··· Record list
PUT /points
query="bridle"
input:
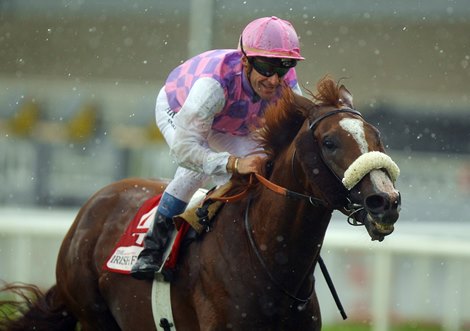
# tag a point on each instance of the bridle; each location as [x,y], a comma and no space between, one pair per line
[351,208]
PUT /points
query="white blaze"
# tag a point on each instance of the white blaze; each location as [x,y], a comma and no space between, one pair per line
[356,128]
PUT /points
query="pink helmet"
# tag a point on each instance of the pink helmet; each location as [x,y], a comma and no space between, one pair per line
[270,37]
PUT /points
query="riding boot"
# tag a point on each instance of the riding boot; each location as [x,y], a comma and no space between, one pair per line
[157,238]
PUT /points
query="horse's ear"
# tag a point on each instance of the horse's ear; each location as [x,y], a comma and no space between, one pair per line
[346,96]
[304,104]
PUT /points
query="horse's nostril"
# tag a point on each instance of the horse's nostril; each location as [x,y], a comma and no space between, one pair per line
[377,203]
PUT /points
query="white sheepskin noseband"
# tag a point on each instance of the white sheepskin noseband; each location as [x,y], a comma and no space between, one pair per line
[365,164]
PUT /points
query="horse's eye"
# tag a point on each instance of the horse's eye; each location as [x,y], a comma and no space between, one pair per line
[328,144]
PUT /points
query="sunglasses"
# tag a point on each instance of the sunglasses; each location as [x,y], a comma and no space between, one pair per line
[268,69]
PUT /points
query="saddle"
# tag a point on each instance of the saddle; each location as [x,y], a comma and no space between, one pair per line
[200,211]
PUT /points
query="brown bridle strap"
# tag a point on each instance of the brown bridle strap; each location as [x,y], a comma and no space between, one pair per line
[271,186]
[235,197]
······
Problem details
Repeat the records above exactly, leaving out the pictures.

Written solution
PUT /points
query="bridle"
input:
# tag a point on each instance of the bridle; each location as [x,y], a comma and no space between, one pair per line
[351,208]
PUT /points
query="white blaze"
# tag a point on each instance of the white blaze; each location as [x,y], a comma and no space between, one pair per line
[356,128]
PUT /points
query="pink helmet"
# tag a point on each instance of the pink helmet; each location as [x,y], a comma and no space between, one pair per line
[270,37]
PUT /points
query="riding boot"
# tag a point on each instance of the riding boot; each location as [x,y], a comma and no space between, one pair per line
[157,238]
PUT /points
query="horse's ear"
# tag a point on each instance of the horse's ear; each location as [x,y], a comma and no space between, one pair per line
[346,96]
[304,104]
PUT /points
query="horse's nostril"
# tag a point on each instance of the horse's nostril; each location as [x,y], a comma and no space between, one pair per line
[377,203]
PUT /points
query="white sheepskin noseband"
# tag a point on each instance of the white sheepskin noseband; each location as [x,y], a comma and no space between, one pair per line
[365,164]
PUT /points
query="horse's eye"
# tag a point on each instance of the horse's eye; each location as [x,y], a comma and no space between, one pair per line
[328,144]
PUT /points
query="sunglasses"
# tag a point on each instance of the sunglasses; each location as [x,y], a comma and no space between, one pair per line
[268,69]
PUT /points
query="saddle"
# tag a point on each instance of the saddle; each location as [x,y], a comma and no space between, one pair per line
[200,211]
PUT /points
query="brown bridle strap"
# tag a point on each instance of the brown bridle strap; each location as [x,y], a comma and no space between, one pair per line
[271,186]
[235,197]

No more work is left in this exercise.